What is asked — Starting from the line that contains "on the poppy", reproduce each line exactly through the end of the material, and include no other lines.

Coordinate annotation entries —
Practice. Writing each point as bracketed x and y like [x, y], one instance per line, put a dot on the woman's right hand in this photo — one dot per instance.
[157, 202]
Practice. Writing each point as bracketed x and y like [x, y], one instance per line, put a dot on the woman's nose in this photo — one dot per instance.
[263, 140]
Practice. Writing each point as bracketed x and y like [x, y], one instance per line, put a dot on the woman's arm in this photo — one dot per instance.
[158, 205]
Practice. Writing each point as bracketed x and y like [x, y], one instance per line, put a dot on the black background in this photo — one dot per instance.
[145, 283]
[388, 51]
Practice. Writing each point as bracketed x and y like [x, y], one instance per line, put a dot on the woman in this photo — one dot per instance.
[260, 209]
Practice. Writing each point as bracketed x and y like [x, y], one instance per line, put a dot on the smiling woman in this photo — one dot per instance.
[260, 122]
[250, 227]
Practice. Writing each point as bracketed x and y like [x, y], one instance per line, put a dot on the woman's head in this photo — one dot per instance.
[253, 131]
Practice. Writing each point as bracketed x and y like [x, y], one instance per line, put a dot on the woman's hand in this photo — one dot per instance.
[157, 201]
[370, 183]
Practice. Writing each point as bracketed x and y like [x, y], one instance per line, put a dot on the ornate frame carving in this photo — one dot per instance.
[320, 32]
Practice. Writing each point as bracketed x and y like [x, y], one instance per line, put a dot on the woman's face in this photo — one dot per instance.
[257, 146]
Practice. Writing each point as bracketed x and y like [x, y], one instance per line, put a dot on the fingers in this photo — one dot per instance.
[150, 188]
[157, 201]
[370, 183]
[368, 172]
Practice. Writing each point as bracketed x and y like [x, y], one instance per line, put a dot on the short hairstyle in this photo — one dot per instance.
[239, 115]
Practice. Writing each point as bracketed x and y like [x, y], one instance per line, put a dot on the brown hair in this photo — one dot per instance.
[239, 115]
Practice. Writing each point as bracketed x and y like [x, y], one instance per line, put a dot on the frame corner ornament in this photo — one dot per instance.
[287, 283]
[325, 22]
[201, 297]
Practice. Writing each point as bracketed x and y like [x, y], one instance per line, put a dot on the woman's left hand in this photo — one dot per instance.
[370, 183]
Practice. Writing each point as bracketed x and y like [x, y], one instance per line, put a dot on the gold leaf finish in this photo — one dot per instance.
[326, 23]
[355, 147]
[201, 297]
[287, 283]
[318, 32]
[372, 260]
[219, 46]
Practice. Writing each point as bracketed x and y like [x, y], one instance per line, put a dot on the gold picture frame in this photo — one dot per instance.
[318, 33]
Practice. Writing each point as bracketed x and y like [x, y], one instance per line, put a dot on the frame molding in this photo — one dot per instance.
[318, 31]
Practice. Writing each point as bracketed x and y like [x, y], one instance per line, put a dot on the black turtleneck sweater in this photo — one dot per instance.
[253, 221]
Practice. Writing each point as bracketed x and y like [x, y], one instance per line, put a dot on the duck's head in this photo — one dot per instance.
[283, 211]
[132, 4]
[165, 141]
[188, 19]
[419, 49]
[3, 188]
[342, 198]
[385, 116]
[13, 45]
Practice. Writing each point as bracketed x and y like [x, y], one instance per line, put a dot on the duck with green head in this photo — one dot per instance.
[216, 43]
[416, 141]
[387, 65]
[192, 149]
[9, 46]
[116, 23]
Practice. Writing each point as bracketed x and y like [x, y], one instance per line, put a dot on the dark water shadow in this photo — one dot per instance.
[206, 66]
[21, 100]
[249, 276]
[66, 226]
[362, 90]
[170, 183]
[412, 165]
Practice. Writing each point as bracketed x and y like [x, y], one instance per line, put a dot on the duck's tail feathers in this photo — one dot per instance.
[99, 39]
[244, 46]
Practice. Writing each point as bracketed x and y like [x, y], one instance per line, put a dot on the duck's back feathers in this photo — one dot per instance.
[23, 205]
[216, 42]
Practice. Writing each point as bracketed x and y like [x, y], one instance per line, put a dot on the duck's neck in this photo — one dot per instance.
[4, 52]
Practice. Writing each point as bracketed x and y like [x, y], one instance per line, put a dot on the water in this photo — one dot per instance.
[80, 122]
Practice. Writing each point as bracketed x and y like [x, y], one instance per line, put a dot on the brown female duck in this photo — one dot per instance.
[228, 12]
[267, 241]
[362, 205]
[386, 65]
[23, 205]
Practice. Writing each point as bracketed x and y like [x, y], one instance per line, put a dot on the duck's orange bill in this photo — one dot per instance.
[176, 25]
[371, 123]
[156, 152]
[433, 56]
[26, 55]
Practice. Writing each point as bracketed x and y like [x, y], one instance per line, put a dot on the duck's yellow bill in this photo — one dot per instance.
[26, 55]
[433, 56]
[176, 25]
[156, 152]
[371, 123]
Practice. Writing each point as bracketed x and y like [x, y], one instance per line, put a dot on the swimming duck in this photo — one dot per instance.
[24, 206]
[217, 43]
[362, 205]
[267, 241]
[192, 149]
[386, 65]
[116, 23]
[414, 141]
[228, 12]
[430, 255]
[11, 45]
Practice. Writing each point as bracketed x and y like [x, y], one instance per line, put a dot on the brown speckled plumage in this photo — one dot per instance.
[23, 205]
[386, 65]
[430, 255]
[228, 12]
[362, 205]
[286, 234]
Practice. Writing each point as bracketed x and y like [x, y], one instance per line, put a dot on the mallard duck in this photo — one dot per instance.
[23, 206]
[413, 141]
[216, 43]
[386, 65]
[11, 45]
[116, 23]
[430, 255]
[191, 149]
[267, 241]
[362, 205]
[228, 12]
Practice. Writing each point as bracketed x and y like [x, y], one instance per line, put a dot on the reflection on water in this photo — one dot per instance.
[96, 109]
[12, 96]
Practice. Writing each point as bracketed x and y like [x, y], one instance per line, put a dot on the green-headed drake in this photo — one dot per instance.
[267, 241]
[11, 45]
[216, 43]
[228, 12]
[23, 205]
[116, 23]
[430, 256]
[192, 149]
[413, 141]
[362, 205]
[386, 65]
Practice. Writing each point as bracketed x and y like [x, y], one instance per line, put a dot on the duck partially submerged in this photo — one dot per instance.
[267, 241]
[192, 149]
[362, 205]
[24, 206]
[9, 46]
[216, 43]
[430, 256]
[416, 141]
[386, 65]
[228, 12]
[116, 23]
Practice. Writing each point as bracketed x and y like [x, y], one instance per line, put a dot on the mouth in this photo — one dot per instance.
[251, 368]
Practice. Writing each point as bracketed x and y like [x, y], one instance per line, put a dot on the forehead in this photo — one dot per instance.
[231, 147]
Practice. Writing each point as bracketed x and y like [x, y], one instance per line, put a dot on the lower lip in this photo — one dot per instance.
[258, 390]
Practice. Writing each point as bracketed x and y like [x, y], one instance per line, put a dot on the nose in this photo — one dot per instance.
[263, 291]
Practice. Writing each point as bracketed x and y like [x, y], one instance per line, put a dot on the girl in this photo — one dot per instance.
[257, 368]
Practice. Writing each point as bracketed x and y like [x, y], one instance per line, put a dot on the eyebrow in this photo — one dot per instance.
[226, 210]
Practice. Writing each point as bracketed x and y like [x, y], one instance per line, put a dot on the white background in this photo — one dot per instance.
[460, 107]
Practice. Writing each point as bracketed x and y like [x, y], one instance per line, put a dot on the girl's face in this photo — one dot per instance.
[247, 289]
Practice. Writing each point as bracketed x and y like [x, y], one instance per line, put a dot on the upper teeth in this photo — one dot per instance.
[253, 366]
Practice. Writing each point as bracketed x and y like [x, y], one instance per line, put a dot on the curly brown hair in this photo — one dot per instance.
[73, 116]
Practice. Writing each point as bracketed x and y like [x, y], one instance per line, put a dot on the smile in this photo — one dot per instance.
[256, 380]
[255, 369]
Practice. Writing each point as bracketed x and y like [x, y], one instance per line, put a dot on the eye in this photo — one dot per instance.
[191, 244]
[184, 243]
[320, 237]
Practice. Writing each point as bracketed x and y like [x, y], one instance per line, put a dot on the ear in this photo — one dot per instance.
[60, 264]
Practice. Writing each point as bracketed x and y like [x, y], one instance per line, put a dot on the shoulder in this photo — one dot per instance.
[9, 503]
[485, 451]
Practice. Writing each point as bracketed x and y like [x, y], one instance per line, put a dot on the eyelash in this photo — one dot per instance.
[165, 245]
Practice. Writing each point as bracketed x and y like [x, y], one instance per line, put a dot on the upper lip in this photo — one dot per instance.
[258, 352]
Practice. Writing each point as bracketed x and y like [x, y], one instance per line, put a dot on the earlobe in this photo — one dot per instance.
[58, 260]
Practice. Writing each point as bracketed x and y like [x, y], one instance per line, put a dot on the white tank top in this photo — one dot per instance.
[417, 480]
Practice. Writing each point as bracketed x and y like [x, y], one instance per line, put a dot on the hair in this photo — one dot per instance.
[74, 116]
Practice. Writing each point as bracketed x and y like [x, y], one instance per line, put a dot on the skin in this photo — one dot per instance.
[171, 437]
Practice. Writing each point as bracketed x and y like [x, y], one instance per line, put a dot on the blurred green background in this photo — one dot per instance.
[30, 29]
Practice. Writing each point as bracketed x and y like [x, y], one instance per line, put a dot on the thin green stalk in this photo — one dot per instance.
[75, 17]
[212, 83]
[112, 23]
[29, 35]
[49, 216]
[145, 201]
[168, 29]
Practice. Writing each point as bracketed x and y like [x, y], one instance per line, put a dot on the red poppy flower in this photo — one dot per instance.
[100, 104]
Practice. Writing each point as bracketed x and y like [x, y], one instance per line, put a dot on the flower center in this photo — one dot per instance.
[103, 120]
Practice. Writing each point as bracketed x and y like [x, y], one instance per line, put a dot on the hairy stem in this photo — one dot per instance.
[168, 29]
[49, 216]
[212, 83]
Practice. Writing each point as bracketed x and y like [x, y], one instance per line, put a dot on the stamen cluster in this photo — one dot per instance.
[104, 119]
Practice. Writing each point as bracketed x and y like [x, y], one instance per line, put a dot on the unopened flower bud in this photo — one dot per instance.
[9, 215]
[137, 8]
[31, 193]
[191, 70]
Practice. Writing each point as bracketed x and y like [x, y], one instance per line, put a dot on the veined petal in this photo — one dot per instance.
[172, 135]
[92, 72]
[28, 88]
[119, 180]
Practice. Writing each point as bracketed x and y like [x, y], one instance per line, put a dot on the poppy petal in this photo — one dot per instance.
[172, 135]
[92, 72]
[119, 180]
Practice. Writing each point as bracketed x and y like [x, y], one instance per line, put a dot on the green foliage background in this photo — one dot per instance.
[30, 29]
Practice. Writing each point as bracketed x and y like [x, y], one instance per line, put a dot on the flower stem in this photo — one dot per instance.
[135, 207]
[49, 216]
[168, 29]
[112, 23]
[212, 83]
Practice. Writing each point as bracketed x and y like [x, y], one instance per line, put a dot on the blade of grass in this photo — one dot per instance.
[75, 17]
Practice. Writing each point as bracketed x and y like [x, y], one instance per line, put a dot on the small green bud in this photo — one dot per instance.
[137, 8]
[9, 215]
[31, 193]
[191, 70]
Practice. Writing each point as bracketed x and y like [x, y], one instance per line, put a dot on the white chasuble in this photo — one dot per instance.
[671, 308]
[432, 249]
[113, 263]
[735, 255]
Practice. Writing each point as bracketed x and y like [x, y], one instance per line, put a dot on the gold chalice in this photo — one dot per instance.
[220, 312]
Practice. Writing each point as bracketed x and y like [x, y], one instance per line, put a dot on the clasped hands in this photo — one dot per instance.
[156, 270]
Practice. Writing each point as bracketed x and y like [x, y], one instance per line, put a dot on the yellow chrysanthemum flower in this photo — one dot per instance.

Worked answer —
Practice. Writing each point as bracketed x and y like [x, y], one instance per line, put a dot on the poppy petal in this photo — one dot per instance.
[172, 135]
[92, 72]
[119, 180]
Practice. Writing each point as bracketed x and y like [x, y], one instance per line, put a dot on the green foliage background in this photo — one dot per instance.
[30, 29]
Practice. Writing each point as bracketed x and y like [x, y], one instance per line, put a dot on the flower stem in this photo — one dot per instance.
[135, 207]
[49, 216]
[168, 29]
[112, 23]
[212, 83]
Practice. Writing each point as bracketed x and y like [x, y], one instance per line, put a dot on the blade of grass in this photo — one dot per instance.
[75, 17]
Practice. Writing each point as bracketed x and y like [x, y], one instance per line, put a dot on the small green bud in this photo — one dot per instance.
[137, 8]
[9, 215]
[31, 193]
[191, 70]
Practice. Writing each point as bracketed x and y like [x, y], one instance per line, put a dot on the white chasuble in this photo — one dot per instance.
[671, 308]
[432, 249]
[113, 263]
[735, 255]
Practice. Writing each point as bracketed x and y like [x, y], one instance per line, put a dot on the gold chalice in this photo — one dot per instance.
[220, 312]
Practice. Writing each point as bracketed x and y like [x, y], one instance per line, put a dot on the clasped hands in this photo — one dot per instance.
[156, 270]
Practice. Writing each point as bracketed x and y like [x, y], one instance per line, put a dot on the yellow chrysanthemum flower in this photo — one dot per instance.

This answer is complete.